What this task involves: Transcribe each entry below exactly. Pictures do not go in the copy.
Start Data shown
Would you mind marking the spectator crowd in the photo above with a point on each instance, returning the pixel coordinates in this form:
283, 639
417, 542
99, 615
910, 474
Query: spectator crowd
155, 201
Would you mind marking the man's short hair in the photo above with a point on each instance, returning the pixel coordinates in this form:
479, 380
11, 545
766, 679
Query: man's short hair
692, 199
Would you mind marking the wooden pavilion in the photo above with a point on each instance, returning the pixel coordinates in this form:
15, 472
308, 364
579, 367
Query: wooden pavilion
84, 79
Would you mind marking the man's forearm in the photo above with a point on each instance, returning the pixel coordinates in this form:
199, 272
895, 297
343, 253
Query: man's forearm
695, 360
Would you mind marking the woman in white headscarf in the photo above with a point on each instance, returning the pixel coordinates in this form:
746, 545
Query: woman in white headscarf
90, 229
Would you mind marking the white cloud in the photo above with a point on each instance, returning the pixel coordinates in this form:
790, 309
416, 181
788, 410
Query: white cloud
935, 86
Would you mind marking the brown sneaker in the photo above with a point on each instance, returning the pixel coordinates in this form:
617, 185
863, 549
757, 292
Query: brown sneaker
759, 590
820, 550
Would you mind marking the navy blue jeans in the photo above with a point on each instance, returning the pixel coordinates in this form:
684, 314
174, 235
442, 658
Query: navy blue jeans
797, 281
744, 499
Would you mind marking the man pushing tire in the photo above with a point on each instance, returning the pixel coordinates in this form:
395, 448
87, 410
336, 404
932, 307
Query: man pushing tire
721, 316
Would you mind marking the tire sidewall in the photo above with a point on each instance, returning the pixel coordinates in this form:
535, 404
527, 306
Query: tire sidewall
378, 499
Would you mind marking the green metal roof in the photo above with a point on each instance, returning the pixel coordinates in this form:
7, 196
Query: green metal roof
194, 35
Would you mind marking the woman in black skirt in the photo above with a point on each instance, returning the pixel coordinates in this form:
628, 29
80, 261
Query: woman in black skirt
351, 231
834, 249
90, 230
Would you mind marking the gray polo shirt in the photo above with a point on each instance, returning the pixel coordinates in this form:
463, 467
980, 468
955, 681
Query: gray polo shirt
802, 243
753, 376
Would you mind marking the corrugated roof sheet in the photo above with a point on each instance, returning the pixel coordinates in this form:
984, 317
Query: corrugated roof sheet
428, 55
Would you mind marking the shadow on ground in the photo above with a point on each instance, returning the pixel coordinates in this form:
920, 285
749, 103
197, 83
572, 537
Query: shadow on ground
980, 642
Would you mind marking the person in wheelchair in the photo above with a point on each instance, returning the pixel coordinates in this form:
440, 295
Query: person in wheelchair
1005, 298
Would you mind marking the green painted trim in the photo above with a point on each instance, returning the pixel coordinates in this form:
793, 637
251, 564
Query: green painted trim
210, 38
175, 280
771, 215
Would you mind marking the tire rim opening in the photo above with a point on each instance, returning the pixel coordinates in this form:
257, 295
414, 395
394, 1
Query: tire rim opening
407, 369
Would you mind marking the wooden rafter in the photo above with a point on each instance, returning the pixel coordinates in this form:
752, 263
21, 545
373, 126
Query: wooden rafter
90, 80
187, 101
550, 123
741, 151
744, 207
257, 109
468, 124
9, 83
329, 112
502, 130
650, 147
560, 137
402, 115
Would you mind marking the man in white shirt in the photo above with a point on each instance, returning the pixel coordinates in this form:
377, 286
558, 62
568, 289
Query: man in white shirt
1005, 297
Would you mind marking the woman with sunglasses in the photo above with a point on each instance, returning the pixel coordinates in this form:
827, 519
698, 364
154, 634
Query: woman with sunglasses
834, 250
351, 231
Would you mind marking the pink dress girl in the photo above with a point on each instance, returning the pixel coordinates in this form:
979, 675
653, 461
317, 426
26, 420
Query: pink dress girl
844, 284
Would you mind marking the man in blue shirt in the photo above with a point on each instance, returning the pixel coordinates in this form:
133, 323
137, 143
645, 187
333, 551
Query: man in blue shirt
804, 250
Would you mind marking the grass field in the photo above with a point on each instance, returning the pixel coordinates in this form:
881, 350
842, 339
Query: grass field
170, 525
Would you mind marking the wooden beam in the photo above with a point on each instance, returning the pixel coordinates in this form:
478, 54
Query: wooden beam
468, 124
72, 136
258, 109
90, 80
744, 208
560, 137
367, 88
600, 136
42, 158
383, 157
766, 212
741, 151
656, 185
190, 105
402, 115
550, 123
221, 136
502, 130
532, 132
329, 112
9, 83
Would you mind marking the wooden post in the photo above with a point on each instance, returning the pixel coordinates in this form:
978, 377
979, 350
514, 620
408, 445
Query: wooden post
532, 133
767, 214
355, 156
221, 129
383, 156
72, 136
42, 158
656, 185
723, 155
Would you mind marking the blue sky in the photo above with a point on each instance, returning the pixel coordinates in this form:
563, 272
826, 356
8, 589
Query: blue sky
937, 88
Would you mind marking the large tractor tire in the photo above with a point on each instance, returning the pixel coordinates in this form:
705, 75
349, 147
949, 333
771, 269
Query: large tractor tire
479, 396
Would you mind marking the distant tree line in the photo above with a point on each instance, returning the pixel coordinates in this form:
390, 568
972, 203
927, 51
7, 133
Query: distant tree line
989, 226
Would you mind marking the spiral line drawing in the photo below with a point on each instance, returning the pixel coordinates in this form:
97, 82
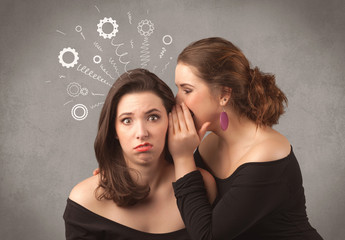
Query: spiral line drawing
96, 105
96, 44
162, 52
145, 56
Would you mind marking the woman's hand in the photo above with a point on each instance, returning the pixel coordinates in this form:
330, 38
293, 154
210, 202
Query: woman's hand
183, 139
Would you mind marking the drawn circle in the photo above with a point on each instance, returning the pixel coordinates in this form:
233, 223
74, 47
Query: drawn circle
75, 55
148, 24
164, 41
78, 28
97, 59
100, 28
84, 91
73, 89
79, 117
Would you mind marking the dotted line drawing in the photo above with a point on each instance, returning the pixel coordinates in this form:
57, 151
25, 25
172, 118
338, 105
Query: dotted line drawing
End Data shown
Answer in full:
Would you mind marking the spectator crowd in the photo above with a point on each instance, returning the pixel coordinates in this form:
283, 639
417, 542
99, 615
910, 474
Query: spectator crowd
155, 201
Would you mind marking the man's short hair in the photo above with a point on each instance, returning the pixel coordinates in this form:
479, 380
11, 545
766, 679
Query: man's short hair
692, 199
Would you mind marking the wooden pavilion in the photo above with a point on each instance, returning the pixel coordinates in this form:
15, 472
308, 364
579, 367
Query: wooden pavilion
84, 79
Would you mind marking the man's forearm in the photo above with a point on each instance, returning the pixel coordinates in this form:
199, 272
895, 297
343, 253
Query: man's forearm
695, 360
Would you mind marking the woman in white headscarf in the photo above with a point on each instance, returning the pixel coordinates in this form:
746, 545
Query: woman in white headscarf
90, 229
Would you mind marking the white cloud in the photo above with a point on each instance, returning the pixel coordinates in this form:
790, 309
416, 181
788, 410
Query: white cloud
935, 86
Would you mind marking the brown sneaker in the photo above with a point on each instance, returning the pixel coordinates in this form:
617, 185
863, 549
757, 292
Query: brown sneaker
759, 590
820, 550
Would you mind marking the navy blue jeans in the photo above with a point on each instance, returning the pixel coordinates in this form:
684, 314
174, 235
442, 658
Query: navy blue jeans
797, 281
744, 499
Would you mind marking the man pushing tire in the photo above with a point on each instance, returning the pixel coordinates in this form:
395, 448
87, 410
336, 404
932, 307
Query: man pushing tire
721, 316
Would you mind marking the tire sidewall in the photo above with a point on each instance, returning the pixel coordinates in this form:
535, 404
527, 306
Query: tire sidewall
378, 499
Would you mind marking the green metal roof in the photo above with a point on each instance, returning the pixel coordinates in this form:
7, 196
Query: green metal roof
194, 35
Would you mind marking the woman in black skirt in the photo above with a point on each instance, returning the pixel coordinates in this form:
628, 29
80, 261
Query: woman in black skirt
351, 231
834, 249
90, 230
Would you mind marking the gray polo shirt in the photo above with a point on each instance, returning the pixel coordinates in this form:
463, 467
980, 468
955, 681
Query: gray polo shirt
802, 243
753, 376
Would you mind marking the corrugated roof sheet in the photo above with a point on each instance, returning the pixel coordinates in this form:
984, 317
Query: corrugated roof sheet
428, 55
Would you mind marking the shadow on ground in the photo above with a point on each instance, returning the pixel coordinates in this form:
920, 285
749, 103
197, 83
572, 537
Query: shadow on ground
980, 642
Would you mind marking the person in wheelchair in the photo above with a point on each instance, returning the pixel coordinates in this form:
440, 295
Query: person in wheelchair
1005, 298
Would you mind marking the green painted trim in the photo above with a point on each instance, returning the pixel coordinates in this form:
793, 637
251, 564
Query: green painted trim
210, 38
175, 280
771, 215
Would you mind marking the tire rim opening in the photo above with a point on each instance, returning the pixel coordinates in this form:
257, 295
414, 395
394, 1
Query: tire rim opening
407, 369
Would you mind marking the wooden rafter in the photo above with a point on each instance, returning the pixel coordinates in this form:
752, 263
21, 545
373, 126
Query: wooden rafter
90, 80
187, 101
550, 123
741, 151
744, 207
257, 109
468, 124
9, 83
329, 112
502, 130
650, 147
560, 137
402, 115
Would you mind marking the man in white shirt in the photo above with a point on each instance, returning the pixel coordinates in this form:
377, 286
558, 62
568, 289
Query: man in white shirt
1005, 297
Would you mind marking the woman with sunglasses in the photo above with a point on each instance, returning the pixel coordinates in this form:
827, 519
698, 364
154, 634
Query: woman with sunglasses
834, 250
351, 231
Would you mind marking the pink dress girl in the photo above with a point on each instance, returning the pixel coordinates in this form:
979, 675
653, 461
317, 426
26, 420
Query: pink dress girl
844, 284
Would you mind marking the man in blue shirt in the photo above with a point on each instance, returning the pixel coordinates in this form:
133, 323
137, 143
645, 187
333, 551
Query: man in blue shirt
804, 250
Would you mind marking the grass field in the photo above with a point on each instance, returning the pixel coordinates in this form:
881, 350
842, 339
Query: grass field
170, 525
Would you mind marking the wooden beam in the photo above with a point on each instance, returning the pixel coordinates in this form:
478, 54
Query: wooden beam
468, 124
72, 136
258, 109
90, 80
744, 208
560, 137
367, 88
600, 136
42, 158
383, 157
766, 212
741, 151
656, 185
190, 105
402, 115
550, 123
221, 136
502, 130
532, 132
329, 112
9, 83
Would you mind marking the wooden post in the photo above with a point on each instance, returning the pixel coordinates in this form:
978, 377
979, 350
514, 620
408, 445
Query: wooden post
532, 133
767, 214
355, 156
221, 129
383, 156
72, 136
42, 158
656, 185
723, 155
Would you mind marking the blue sky in the photo above with a point on each instance, returning the pixel coordinates in this form:
563, 272
826, 356
8, 589
Query: blue sky
937, 88
Would you mind marking the large tractor tire in the photo above with a point on each instance, returning the pixel coordinates in this form:
705, 75
349, 147
949, 333
771, 269
Query: large tractor tire
479, 396
Would you mind marking the distant tree line in the photo above with a point on each instance, returning the pixel coordinates in this form:
390, 568
972, 203
927, 51
7, 133
Query: distant tree line
989, 226
Would you mind marking the spiral line drawing in the photo below with a point on each instance, returning the pixel coordinates in this form:
97, 82
Query: spiral line drawing
96, 105
96, 44
162, 52
145, 56
Would you mind marking the woman's hand in the photo above with a point on each instance, returning the pixel coordinates in this form:
330, 38
293, 154
210, 202
Query: woman's hand
183, 139
Would you mind marking the drawn circle in the photo above with a point on each instance, returning the pixel coordinates in this form:
233, 223
74, 47
Query: drawn circle
75, 55
148, 24
164, 41
78, 28
97, 59
100, 28
84, 91
73, 89
79, 117
Would you mind marking the dotted line drawing in the photo above with a point on each instance, returning the pixel coordinates in this form:
57, 151
25, 25
172, 118
338, 105
Query: dotted line drawing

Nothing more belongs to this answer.